▶ [RECORDS FOR THIS EXERCISE]:
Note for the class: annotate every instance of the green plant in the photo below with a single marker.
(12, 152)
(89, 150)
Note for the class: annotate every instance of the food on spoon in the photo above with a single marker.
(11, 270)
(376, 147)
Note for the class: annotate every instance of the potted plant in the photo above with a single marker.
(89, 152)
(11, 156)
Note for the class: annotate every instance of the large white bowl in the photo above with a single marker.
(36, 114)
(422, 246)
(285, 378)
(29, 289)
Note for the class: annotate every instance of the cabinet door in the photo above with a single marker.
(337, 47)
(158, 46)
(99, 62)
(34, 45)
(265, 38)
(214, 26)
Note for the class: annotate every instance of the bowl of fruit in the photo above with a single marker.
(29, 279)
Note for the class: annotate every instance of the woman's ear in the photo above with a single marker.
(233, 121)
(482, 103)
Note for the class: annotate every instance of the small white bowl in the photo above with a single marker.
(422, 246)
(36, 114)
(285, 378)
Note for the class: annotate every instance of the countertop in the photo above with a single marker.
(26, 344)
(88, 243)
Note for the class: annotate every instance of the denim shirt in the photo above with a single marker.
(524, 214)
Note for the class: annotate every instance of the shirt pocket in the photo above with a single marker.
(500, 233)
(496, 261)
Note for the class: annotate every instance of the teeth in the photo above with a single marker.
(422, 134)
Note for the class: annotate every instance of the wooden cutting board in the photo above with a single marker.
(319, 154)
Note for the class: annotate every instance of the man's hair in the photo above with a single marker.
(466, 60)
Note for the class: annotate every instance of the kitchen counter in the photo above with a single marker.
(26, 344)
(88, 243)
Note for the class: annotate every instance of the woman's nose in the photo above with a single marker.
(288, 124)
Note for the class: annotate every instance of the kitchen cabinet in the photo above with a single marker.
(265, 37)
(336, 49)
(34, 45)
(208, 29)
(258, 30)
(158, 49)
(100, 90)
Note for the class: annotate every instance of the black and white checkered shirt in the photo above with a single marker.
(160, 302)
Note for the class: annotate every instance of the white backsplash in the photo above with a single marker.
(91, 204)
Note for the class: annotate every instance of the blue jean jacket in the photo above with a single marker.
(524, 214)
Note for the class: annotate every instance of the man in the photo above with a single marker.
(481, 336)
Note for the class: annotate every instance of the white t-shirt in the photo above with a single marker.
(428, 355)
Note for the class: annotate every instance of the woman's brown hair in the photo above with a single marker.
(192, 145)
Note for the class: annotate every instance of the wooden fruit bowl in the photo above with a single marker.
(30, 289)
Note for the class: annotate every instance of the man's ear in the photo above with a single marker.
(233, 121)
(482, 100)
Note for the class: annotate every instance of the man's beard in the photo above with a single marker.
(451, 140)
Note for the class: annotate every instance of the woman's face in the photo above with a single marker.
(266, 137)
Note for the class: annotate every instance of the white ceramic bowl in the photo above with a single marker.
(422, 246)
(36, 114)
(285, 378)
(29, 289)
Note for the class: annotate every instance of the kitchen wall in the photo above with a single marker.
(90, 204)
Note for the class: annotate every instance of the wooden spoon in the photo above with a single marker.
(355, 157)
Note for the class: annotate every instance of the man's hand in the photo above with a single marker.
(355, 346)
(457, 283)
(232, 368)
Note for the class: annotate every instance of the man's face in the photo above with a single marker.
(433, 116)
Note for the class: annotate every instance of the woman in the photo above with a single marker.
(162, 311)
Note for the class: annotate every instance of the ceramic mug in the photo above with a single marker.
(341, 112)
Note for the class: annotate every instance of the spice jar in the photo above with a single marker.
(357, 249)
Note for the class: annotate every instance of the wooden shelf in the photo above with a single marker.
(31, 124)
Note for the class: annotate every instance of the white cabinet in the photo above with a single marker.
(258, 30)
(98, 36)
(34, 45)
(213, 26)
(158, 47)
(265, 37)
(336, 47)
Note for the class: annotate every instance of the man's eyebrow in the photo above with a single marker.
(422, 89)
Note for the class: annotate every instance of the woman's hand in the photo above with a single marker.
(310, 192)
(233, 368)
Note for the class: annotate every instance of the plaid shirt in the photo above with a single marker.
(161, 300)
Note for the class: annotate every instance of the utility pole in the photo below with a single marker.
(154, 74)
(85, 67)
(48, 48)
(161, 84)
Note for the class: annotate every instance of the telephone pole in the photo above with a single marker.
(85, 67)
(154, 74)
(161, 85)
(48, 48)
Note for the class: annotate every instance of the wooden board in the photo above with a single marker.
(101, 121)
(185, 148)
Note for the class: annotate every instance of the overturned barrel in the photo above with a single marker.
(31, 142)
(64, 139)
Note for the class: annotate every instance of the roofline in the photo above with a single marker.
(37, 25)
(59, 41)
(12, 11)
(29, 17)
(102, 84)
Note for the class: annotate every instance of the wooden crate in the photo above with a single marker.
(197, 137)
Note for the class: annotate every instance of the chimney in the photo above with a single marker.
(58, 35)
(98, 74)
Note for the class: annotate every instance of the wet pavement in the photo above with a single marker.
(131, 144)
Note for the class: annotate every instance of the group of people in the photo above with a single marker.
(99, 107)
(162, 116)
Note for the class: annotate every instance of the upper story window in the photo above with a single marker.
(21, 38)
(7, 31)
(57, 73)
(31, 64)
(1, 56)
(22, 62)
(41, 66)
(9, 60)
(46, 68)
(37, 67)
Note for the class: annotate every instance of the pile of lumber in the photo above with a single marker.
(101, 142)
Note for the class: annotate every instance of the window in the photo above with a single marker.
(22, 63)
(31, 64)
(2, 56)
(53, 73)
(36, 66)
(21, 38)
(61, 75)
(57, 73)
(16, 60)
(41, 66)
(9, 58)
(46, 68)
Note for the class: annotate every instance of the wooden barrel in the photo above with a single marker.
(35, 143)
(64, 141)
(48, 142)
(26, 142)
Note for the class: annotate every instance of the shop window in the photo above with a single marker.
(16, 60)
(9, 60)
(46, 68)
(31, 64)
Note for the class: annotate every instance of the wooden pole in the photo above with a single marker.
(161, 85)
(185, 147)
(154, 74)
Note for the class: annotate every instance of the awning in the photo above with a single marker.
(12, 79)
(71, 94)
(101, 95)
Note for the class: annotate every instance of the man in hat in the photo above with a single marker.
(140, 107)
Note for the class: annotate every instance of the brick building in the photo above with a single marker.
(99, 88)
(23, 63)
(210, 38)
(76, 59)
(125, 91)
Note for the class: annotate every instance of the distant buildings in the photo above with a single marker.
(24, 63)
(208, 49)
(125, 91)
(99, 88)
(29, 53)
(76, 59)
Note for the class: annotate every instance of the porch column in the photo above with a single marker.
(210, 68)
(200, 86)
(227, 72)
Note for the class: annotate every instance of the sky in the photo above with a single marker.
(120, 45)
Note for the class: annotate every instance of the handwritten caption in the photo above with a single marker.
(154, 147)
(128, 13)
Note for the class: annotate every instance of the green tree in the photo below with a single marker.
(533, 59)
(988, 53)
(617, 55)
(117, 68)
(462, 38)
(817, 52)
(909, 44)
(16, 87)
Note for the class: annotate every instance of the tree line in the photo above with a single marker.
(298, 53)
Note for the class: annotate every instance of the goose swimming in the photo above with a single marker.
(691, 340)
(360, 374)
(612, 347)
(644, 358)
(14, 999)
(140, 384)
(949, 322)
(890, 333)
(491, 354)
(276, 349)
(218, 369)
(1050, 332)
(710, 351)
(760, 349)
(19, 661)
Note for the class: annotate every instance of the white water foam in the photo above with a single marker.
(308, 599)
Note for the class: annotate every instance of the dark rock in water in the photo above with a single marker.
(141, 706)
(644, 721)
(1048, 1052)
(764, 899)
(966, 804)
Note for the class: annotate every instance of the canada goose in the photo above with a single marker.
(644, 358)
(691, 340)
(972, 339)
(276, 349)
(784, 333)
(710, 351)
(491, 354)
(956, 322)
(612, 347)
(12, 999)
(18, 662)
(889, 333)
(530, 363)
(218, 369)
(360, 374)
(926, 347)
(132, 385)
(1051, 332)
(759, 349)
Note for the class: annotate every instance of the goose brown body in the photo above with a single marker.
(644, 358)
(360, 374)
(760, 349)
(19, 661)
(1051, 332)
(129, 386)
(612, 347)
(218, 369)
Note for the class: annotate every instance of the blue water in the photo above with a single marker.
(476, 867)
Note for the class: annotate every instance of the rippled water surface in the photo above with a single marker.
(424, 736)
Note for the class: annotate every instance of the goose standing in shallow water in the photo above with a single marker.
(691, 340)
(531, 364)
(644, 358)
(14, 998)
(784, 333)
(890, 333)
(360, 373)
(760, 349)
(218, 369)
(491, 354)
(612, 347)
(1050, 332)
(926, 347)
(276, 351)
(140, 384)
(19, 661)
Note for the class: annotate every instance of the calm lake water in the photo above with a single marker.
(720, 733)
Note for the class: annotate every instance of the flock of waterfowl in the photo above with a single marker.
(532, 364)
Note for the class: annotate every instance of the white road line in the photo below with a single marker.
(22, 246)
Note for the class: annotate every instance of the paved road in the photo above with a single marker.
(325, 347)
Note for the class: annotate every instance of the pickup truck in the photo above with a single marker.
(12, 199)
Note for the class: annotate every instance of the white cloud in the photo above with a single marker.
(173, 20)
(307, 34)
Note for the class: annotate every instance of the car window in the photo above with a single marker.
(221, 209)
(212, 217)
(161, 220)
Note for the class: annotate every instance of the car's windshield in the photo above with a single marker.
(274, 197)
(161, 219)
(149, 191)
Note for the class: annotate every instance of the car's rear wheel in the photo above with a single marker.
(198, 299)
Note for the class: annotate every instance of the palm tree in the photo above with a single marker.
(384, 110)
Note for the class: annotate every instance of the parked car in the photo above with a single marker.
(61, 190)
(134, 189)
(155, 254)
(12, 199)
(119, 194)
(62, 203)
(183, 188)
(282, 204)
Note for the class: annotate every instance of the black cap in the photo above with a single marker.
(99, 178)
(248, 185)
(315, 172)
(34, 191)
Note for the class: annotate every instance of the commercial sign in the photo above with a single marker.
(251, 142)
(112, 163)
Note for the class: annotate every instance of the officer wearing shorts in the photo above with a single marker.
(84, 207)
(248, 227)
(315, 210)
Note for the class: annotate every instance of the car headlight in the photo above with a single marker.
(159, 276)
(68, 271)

▶ [INSTRUCTIONS TO FOLLOW]: Rewrite the listing from the line with "Note for the class: annotate every instance of the palm" through its end, raising every coordinate value by 117 and keeping every other line unchanged.

▶ [EXERCISE RESPONSE]:
Note for the class: annotate every instance of the palm tree in the photo above with a single marker.
(501, 227)
Note for the class: annotate every instance of the parked car in the photo above with a single marker.
(178, 307)
(251, 306)
(272, 371)
(129, 316)
(236, 311)
(179, 320)
(300, 305)
(399, 321)
Note for the class: annotate every instance of the black cap in the photo above with a single marker.
(216, 295)
(365, 302)
(432, 289)
(151, 308)
Note for the class: annotate every instance of the commercial sign in the photo above with a single marker.
(368, 259)
(229, 280)
Note for the class: annotate every instance of the officer wearing shorts in the photo above with a single marker.
(201, 324)
(365, 344)
(432, 327)
Note for the class: annotate every instance of the car headlight in the photo above with a single marker.
(276, 393)
(185, 388)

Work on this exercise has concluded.